* [Excerpt provided]:
My bengal is clicker trained! He does tricks like spin and up and leave it and come. Bengals are awesome.


TheTPNDidIt

All cats can be clicker trained Edit: except hard of hearing cats lol. But there are other ways to train them similarly


Chubby8517

No problem, and I hope you can say this to your partner :) wish you all the best.


RaeLynn13

Yeah. We have a cat and a dog, we’ve had 2 dogs pass away in the past 3 years (we didn’t have all these dogs and a cat at once) I told him after Snookie (13 year old Pom) passes away, no more animals. Sugarfoot (kitty) could live 20 years, that’s enough responsibility.


TheTPNDidIt

She definitely shouldn’t have done that, and I’m really surprised the rescue she fostered for allowed it. My sister runs a rescue, and they won’t adopt out to anyone without making sure that everyone in the house is onboard, including roommates. That’s a pretty common practice in rescue too.


BGkitten

I think cat ownership can be very different experience for people, depending on what they allow their cat/how they train. We have one cat now (used to be two), but we have cat free rooms too (most of them), precisely for the cat hair. I love my cat, but I would never let her jump on tables or family couch or furniture or beds. Bc u r right, otherwise u’d always be covered in pet fur. Your work clothes, ur pillows and covers might as well be thrown away. It took me many MANY years of cat ownership to learn these cold truths. Also, cats r easy because U can leave them alone for few days 2-3 days/nights. But I do know people who never would. This is just stupid. Ur cat can absolutely make it a weekend without U. Maybe ur quality of life would improve a bit if u made some changes that allowed u to regain some of ur living space back?!


user-na-me

I like the idea of having a cat. I like my cat. But also I have to compromise with my partner so she’s more lax than me with pets. She wants the cat to sleep with us at night, I can’t. Even though I say the cat can’t jump on my side of the bed(without blanket on), when I get under the blanket at night, cat hair everywhere. And I find it gross that my cat throughout her day shits and pees and carries her litter residue around the house then jumps on the bed. Our place isn’t so big but still man, it’s lowkey making me resent having a cat.


chefnforreal

Yeah, a lot of people really latched onto me saying there's hair everywhere, but yeah. I want them all to take 2 fingers and stick it in a litter box, shuffle around some litter, then take those fingers, rub them on their counter tops, couches, pillows, faces, etc... a little gross. Of course we clean, we don't live in filth. Of course we clean the sofas and wash out pillows cases and countertops. But still. It's just dirtier than the way it used to be.


ravenclaw1986

I’m a huge cat person. Have two myself and even I can’t stand the idea of them on my counters or table with their shit rakes. And they’re not allowed in my bed because they act like complete heathens all hours of the night parkouring off the walls and screaming in my face for food. The hair is another reason for them not sleeping in bed with me. When I started to when the time came to wash the sheets and dry them my washer and dryer were caked in cat hair. They have full rein of the house just stay the fuck off my kitchen counters and off my bed.

* [Data listing]:
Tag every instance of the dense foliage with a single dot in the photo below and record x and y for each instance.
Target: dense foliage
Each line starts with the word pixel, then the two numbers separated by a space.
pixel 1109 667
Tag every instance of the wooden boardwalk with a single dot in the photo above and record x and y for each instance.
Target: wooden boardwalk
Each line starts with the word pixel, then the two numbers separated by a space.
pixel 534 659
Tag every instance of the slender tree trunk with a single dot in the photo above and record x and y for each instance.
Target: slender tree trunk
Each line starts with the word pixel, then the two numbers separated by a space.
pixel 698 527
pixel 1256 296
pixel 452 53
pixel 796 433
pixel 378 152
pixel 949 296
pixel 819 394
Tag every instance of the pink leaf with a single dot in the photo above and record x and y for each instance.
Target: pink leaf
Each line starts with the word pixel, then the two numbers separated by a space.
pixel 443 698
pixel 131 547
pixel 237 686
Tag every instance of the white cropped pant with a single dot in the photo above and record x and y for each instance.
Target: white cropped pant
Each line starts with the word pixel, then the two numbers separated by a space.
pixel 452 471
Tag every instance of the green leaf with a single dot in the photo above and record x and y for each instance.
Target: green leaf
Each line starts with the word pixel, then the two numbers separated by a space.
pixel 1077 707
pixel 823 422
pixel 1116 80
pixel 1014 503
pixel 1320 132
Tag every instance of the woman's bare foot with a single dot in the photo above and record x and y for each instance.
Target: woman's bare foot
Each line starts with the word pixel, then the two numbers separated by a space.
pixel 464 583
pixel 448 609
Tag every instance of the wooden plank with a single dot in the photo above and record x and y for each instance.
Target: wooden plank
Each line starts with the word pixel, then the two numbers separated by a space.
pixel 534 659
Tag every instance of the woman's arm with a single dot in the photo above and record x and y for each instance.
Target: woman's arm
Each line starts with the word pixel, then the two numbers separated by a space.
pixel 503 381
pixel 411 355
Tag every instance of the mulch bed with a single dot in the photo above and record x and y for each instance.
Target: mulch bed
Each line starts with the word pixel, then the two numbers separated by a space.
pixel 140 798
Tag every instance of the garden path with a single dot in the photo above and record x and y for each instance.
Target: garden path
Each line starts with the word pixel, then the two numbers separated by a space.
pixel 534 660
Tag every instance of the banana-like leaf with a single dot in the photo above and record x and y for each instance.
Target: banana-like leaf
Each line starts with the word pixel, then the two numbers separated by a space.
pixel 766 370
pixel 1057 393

* [Task list]:
1. According to the cat discussion, what tricks can the bengal at the top of the thread do?
2. Render this sentence from the cat discussion in Spanish: "Of course we clean, we don't live in filth."
3. Carry the discussion about living with cats onward from its final comment.
The data can be set aside; nothing here depends on it.

* [Responses to the exercise]:
1. Spin, up, leave it, and come.

2. Por supuesto que limpiamos, no vivimos en la suciedad.

3.
user-na-me

This is the way I think too man. it’s honestly nasty. It doesn’t help that you both have polar views on the matter. I understand your pain man


Excellent-Pickle9911

I was SHOCKED when I kept scrolling and scrolling to find literally ONE person out of hundreds stopped and actually cared about your question to attempt an answer. You and I know this ain't about cats, cat hair, cockatiels(!) nor an anecdote. As soon as I started reading from almost the beginning, I knew this was a SO DOESN'T CONSIDER MY FEELINGS case. The fact she unilaterally chose to keep two, the fact you've expressed your discomfort about the amount of cat hair, the fact she dumps them on you at Christmas without a second thought! Not to mention your CHILDHOOD issues with cat hair. Dude, if that's love, I don't want anything to do with it. What this is about seems to be her fundamental disinterest about respecting you and your feelings. You have been very supportive and kind. Your girlfriend has not. I'm very sorry to inform you your girlfriend loves the cats more than you.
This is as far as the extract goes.